### Provided entries
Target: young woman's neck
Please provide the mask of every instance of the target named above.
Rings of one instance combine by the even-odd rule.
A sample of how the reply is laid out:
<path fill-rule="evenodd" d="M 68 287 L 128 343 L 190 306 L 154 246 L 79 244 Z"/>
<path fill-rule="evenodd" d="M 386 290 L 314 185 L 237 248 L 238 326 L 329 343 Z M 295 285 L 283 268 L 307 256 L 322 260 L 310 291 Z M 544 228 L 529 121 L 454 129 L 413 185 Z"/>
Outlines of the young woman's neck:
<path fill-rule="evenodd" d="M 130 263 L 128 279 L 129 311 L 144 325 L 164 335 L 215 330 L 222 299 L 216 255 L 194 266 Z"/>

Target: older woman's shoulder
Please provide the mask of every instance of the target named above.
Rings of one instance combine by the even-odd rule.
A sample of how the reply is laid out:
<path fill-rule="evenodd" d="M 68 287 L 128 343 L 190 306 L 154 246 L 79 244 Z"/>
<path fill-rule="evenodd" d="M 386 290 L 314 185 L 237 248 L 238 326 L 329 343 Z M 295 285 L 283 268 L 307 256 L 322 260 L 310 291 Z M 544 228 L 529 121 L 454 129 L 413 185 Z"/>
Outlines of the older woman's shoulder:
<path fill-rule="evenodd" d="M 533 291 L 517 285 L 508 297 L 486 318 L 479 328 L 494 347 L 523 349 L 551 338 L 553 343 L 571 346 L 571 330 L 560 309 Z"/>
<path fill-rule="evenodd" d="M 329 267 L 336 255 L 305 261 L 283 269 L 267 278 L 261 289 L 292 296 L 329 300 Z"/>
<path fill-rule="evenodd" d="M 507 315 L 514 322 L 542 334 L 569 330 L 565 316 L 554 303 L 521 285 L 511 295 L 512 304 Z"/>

### Exercise directions
Restating all of the data exactly is the whole task.

### Response to the task
Target: young woman's neck
Please provide the mask of every instance of the target named above.
Rings of one instance combine by the even-odd rule.
A sample of how the reply is laid out:
<path fill-rule="evenodd" d="M 68 287 L 128 343 L 190 306 L 154 246 L 79 244 Z"/>
<path fill-rule="evenodd" d="M 386 290 L 314 185 L 237 248 L 238 326 L 329 343 Z M 295 285 L 283 268 L 307 256 L 322 260 L 310 291 Z M 544 228 L 529 121 L 454 129 L 413 185 Z"/>
Outlines of the young woman's neck:
<path fill-rule="evenodd" d="M 130 263 L 128 279 L 129 311 L 144 325 L 164 335 L 215 330 L 222 299 L 216 255 L 194 266 Z"/>

Target: older woman's shoulder
Please provide the mask of every instance of the target named above.
Rings of one instance combine by the even-odd rule.
A sample of how the reply is laid out:
<path fill-rule="evenodd" d="M 68 287 L 128 343 L 190 306 L 154 246 L 79 244 Z"/>
<path fill-rule="evenodd" d="M 386 290 L 314 185 L 237 248 L 238 326 L 329 343 Z M 295 285 L 283 268 L 307 256 L 322 260 L 310 291 Z M 544 228 L 529 121 L 454 129 L 413 185 Z"/>
Outlines of the older woman's shoulder:
<path fill-rule="evenodd" d="M 533 291 L 517 285 L 508 297 L 486 318 L 479 328 L 494 347 L 523 349 L 551 338 L 553 343 L 571 346 L 571 330 L 560 309 Z"/>
<path fill-rule="evenodd" d="M 329 267 L 336 255 L 305 261 L 283 269 L 267 278 L 261 289 L 292 296 L 329 300 Z"/>
<path fill-rule="evenodd" d="M 507 315 L 514 322 L 542 334 L 569 330 L 565 316 L 554 303 L 521 285 L 511 295 L 512 304 Z"/>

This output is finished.